The Social Component of Building Deconstruction

I could talk about the benefits of deconstruction all day. When I started deconstructing buildings 19 years ago, my company had to be self-sufficient and competitive because I couldn’t rely on our ever-growing role in “green” building or receiving funding to help with workforce development. Today, green building and workforce development have become important reasons to deconstruct instead of demolishing, but they are not the only reasons.

When it comes to green building, if you compare new flooring to reclaimed flooring or new framing to reclaimed framing lumber, it takes about 11 to 13 times less energy for us to reclaim it than to manufacture it new, and three to five times less greenhouse gases are generated when we reclaim it than manufacturing it new. The green benefits of deconstruction are only part of the story. There’s this whole social component to it a lot of people don’t even know about.

We’re desperately trying to create jobs in this country, especially in construction.

Sure, we could be training people to be plumbers for when the economy gets better, but there are thousands of plumbers out of work right now and we don’t know when they’ll get back to work. We could train people to be roofers, but there are thousands of them out of work, too. Deconstruction is a great opportunity to get people back to work because we are talking about jobs that didn’t exist prior to the economic slowdown.

Every job we create in deconstruction is new. For every single demolition operator, we need as many as 25 deconstruction and reuse workers, taking apart buildings by hand, driving the trucks to the reuse store, managing the reuse warehouse and running the store, etc.

Demolition—not demolition contractors—is a way to throw jobs in the landfill and that’s what everyone seems to be doing. They’re throwing materials in the landfill, resources in the landfill, “trees” in the landfill. I hope demolition companies will do a lot of this hiring and have already begun training some to deconstruct.

→ Information provided:
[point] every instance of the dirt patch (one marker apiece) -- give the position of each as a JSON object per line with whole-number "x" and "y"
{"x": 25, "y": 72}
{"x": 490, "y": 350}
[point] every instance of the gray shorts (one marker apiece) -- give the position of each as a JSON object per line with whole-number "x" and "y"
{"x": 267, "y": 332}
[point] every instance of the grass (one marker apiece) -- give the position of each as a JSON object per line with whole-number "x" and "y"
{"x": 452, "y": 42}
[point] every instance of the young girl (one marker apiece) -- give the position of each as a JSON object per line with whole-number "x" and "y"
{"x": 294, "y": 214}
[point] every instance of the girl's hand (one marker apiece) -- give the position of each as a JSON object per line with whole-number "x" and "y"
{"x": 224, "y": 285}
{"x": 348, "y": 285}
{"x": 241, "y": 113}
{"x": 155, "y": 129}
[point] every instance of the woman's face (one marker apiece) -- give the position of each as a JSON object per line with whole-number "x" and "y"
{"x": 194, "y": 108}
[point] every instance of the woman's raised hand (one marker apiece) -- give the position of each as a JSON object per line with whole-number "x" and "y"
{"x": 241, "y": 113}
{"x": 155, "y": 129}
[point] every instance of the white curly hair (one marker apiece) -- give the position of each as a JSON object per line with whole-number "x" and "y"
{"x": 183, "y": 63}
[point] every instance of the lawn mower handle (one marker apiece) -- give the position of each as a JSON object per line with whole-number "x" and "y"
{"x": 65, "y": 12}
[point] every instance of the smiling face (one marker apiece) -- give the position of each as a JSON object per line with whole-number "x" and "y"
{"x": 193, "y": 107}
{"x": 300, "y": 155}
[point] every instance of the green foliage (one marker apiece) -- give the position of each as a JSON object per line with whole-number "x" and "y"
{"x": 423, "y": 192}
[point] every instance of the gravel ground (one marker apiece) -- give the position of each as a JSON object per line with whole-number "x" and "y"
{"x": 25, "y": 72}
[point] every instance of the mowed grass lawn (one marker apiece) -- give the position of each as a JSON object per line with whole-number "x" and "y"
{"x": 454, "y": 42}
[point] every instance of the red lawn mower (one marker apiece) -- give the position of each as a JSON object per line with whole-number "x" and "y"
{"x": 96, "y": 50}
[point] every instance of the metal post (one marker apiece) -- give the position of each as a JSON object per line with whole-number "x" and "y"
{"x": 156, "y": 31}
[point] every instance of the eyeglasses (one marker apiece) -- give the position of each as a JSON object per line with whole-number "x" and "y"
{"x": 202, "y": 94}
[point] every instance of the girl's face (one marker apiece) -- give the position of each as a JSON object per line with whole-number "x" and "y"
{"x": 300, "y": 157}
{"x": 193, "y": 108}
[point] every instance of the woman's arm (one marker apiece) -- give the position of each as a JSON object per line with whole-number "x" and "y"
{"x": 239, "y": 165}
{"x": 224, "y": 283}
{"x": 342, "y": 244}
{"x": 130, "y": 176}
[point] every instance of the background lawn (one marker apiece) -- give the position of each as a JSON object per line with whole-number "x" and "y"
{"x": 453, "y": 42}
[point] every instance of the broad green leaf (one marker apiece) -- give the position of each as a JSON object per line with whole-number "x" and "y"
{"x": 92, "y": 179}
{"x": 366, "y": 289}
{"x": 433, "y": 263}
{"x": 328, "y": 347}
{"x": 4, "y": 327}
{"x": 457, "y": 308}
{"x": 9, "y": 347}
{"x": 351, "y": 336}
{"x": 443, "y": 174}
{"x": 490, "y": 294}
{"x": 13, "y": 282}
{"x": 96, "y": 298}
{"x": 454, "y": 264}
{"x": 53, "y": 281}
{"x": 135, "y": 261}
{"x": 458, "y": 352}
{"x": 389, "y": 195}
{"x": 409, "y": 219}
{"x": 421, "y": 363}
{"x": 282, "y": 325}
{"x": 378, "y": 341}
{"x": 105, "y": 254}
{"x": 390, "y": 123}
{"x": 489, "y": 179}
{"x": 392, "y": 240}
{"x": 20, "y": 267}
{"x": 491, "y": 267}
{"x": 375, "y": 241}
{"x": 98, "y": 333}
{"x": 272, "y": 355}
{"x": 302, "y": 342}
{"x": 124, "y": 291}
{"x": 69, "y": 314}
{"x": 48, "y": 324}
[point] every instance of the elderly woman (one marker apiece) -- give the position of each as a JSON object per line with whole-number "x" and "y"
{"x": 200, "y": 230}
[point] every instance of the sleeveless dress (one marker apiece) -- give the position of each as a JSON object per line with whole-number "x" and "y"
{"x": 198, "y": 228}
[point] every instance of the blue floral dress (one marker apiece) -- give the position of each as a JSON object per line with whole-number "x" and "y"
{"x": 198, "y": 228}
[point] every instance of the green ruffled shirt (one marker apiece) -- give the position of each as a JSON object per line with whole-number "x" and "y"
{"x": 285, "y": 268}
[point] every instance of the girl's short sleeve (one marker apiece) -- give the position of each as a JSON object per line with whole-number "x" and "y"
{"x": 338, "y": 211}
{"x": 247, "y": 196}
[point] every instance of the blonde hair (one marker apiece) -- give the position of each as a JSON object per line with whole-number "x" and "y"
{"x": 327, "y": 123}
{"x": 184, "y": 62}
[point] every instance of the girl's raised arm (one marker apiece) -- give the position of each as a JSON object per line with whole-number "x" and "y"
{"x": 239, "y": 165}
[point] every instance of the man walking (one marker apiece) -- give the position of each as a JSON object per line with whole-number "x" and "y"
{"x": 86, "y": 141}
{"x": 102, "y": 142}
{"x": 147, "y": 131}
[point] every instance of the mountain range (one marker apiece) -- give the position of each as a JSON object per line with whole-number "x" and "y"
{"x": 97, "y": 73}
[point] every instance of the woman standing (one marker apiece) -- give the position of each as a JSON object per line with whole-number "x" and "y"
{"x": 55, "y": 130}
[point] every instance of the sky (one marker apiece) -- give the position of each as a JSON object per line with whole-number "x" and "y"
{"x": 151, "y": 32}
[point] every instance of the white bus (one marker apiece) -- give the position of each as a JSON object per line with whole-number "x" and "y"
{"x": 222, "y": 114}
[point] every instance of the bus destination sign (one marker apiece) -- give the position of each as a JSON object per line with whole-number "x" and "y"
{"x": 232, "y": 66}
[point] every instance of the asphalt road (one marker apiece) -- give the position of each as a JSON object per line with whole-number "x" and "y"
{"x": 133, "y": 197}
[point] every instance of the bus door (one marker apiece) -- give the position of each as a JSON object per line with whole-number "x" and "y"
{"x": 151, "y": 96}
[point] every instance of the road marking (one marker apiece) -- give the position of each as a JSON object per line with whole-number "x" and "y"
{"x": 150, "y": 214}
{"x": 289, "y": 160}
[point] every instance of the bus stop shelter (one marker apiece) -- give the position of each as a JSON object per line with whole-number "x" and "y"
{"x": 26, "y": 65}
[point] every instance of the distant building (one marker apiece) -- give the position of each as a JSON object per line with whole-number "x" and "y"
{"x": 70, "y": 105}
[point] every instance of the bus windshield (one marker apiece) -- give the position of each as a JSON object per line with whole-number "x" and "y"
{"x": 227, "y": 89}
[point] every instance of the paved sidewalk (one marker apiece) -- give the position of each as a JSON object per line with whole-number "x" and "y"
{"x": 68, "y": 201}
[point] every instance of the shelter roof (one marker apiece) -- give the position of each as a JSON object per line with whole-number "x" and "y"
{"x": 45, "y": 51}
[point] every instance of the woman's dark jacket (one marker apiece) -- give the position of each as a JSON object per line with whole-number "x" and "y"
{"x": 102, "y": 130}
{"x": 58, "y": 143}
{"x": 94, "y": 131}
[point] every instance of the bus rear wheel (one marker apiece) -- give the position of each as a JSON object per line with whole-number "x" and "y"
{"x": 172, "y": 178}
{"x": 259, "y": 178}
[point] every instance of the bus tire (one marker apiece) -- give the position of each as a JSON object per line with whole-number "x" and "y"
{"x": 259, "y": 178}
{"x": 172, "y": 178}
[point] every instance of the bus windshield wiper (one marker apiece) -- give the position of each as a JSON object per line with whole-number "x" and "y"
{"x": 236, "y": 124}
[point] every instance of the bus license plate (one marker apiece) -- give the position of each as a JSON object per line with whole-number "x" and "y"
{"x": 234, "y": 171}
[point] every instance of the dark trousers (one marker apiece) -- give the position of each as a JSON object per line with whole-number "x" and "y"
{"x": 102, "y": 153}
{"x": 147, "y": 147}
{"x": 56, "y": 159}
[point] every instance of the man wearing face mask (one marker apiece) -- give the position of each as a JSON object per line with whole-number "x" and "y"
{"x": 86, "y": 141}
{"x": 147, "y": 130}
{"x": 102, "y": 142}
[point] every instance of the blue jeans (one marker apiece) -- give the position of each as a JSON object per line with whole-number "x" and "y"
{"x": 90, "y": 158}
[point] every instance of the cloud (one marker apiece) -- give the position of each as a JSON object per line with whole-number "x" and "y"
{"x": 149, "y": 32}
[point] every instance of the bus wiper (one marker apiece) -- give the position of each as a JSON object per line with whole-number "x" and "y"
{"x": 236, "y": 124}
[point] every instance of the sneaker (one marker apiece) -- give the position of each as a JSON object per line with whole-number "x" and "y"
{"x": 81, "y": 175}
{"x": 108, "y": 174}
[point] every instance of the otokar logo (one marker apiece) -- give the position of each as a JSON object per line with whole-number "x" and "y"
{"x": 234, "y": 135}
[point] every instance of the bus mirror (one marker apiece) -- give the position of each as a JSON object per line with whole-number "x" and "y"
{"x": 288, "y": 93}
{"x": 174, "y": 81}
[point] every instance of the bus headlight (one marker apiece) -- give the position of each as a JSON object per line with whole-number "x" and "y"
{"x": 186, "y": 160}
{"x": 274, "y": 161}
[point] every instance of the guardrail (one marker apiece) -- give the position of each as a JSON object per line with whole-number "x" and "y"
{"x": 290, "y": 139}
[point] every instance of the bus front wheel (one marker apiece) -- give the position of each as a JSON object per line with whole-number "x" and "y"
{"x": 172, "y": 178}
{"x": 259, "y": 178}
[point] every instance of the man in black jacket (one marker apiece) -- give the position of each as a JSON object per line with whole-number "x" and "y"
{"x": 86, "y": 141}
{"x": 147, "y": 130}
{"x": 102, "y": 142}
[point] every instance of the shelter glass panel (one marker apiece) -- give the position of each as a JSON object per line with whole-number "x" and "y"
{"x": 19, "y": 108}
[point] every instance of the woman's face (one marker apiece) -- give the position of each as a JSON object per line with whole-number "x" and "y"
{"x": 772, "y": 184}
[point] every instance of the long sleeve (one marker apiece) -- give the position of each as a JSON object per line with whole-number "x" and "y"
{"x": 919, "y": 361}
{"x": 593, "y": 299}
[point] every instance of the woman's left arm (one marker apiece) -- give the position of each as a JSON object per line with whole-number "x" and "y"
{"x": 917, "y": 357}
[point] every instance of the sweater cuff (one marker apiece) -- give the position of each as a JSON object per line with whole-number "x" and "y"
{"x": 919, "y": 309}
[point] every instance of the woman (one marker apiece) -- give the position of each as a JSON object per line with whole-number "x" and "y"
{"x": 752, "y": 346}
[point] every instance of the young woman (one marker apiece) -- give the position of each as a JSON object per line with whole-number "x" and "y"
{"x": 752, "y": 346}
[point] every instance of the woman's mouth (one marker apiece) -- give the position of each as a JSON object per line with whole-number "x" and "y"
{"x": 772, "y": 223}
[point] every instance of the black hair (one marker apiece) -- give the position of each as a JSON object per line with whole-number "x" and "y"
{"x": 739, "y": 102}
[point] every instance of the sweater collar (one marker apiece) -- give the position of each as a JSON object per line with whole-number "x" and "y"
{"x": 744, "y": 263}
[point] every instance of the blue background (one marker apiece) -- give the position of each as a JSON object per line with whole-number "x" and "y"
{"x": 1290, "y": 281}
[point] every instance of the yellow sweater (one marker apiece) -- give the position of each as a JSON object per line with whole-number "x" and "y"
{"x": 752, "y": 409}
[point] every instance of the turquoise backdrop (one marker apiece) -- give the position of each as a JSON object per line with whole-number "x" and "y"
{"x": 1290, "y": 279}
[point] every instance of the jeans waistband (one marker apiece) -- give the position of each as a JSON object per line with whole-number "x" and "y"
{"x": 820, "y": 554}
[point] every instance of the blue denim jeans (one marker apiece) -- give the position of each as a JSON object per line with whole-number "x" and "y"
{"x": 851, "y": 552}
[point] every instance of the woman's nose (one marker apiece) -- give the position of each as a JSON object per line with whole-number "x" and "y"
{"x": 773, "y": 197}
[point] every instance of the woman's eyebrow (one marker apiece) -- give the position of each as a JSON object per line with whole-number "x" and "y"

→ What is being asked:
Reproduce the passage of the building deconstruction text between "I could talk" and "the only reasons.", inclusive, keeping every word unchanged.

→ Result of this exercise:
I could talk about the benefits of deconstruction all day. When I started deconstructing buildings 19 years ago, my company had to be self-sufficient and competitive because I couldn’t rely on our ever-growing role in “green” building or receiving funding to help with workforce development. Today, green building and workforce development have become important reasons to deconstruct instead of demolishing, but they are not the only reasons.